§ Source extract
Experts have been warning that the financial damages the real state market has suffered due to months of mass delinquency in rental payments, in addition to the expiration of the CDC's moratorium and the coming eviction tsunami could potentially to trigger a catastrophic economic collapse that is likely to impair the sector's growth for years. Additionally, as natural disasters have become more frequent than ever, a market correction is looming, which means, soon enough we'll be witnessing a housing market crash. That's what we discuss in this video.
The increase in vacancies has put several landlords on the edge of a financial cliff. As a result, they started to do desperate concessions to find new renters. But despite those, a considerable amount of tenants across the U.S. remains delinquent and will stay that way as long as the economy hurts with lockdowns and they can't find opportunities to reinsert themselves into the job market.
That's why analysts are expecting a tsunami of evictions to start as soon as the CDC's order expires. But while low-income renters housing security is on the line, on the other hand, affluent Americans started to move away from urban areas by the millions, and house sales became a sensation during the spring. The phenomenon dubbed by analysts as the Great Relocation was used as a symbol of big cities' struggles amid the ravaging economic meltdown. In turn, the migratory movement led housing demand to soar just as high as prices.
Moreover, the health crisis was an unexpected natural disaster to hit the real state market, but according to John Macomber, a senior lecturer at Harvard Business School, our failure to acknowledge and confront climate change and several other natural disasters can also add to the list of reasons why experts forecast a collapse in housing prices and an ensuing financial crisis. In an interview with Harvard Business Review, the professor outlined that ignoring the threats associated with climate change may lead the market to a correction. That is to say, to another real state crash.
Macomber disclosed that the damages caused by climate change have accelerated faster than many people anticipated. All across the nation, there were 16 weather/climate disaster events this year, and losses exceed at least $1 billion each, with some having registered much larger figures. As the price of these properties drop due to increased risks of damages, homebuyers become more vulnerable to do tricky investments, since it enables them to make or maintain housing investments that are exposed to more danger than they realize. That's a classic market distortion.
In other words, even though in the short-run many can benefit from propping up housing prices, the exposure to material damages consequent of natural disasters, and the eventual tightening of government budgets - after so many trillion-dollar cash spills to boost the economy - will make buyer’s investments collapse.
In areas that face such risk, housing prices will inevitably plummet. Typically, for homeowners, the equity in their property is their biggest asset. So when that asset drops in value, or case the buyers go negative - when they owe more on their house than its risk-adjusted value - they get in big financial trouble. Additionally, it's important to keep in mind that most American municipalities get the bulk of their revenue from property taxes, which are tied to the value of homes and commercial real estate. So if home values decline, property tax receipts decline accordingly in a city's expenses, and so does its ability to service its municipal bonds.

§ Exercise requirements
A. Decide whether each statement (i), (ii) and (iii) agrees with the housing market text, answering yes or no and quoting the words of the text that settle it. (i) The text reports 16 weather/climate disaster events this year. (ii) According to the text, affluent Americans moved into urban areas by the millions. (iii) The text says most American municipalities draw the bulk of their revenue from property taxes.
B. Extract the stretch of the housing market text from "Macomber disclosed that" through "classic market distortion.", unchanged.

§ Records supplied

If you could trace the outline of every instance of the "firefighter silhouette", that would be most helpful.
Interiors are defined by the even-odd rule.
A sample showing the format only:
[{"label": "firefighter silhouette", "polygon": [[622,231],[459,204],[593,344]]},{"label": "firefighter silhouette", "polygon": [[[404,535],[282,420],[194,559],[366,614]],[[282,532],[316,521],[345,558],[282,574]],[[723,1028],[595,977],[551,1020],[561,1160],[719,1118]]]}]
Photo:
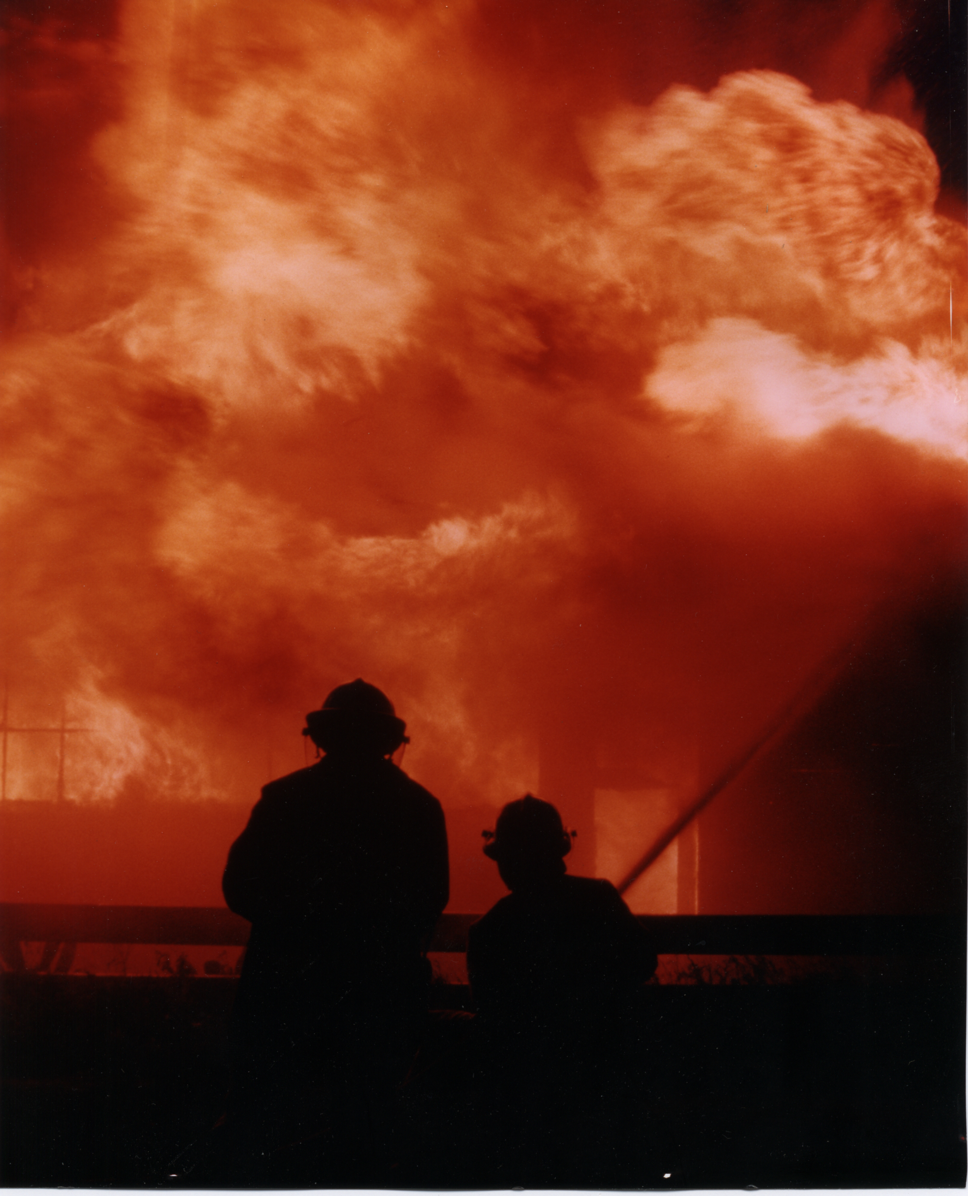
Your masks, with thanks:
[{"label": "firefighter silhouette", "polygon": [[223,878],[252,923],[233,1011],[236,1145],[263,1159],[316,1143],[333,1182],[340,1166],[379,1178],[448,902],[440,804],[389,758],[404,730],[363,679],[333,690],[304,731],[323,758],[263,788]]},{"label": "firefighter silhouette", "polygon": [[[608,881],[567,874],[568,834],[531,794],[501,811],[485,853],[511,890],[468,939],[468,975],[504,1170],[518,1185],[610,1186],[637,1078],[637,997],[650,934]],[[504,1185],[504,1184],[503,1184]]]}]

§ Answers for the tasks
A.
(i) Yes: "there were 16 weather/climate disaster events this year"
(ii) No: "affluent Americans started to move away from urban areas by the millions"
(iii) Yes: "most American municipalities get the bulk of their revenue from property taxes"

B.
Macomber disclosed that the damages caused by climate change have accelerated faster than many people anticipated. All across the nation, there were 16 weather/climate disaster events this year, and losses exceed at least $1 billion each, with some having registered much larger figures. As the price of these properties drop due to increased risks of damages, homebuyers become more vulnerable to do tricky investments, since it enables them to make or maintain housing investments that are exposed to more danger than they realize. That's a classic market distortion.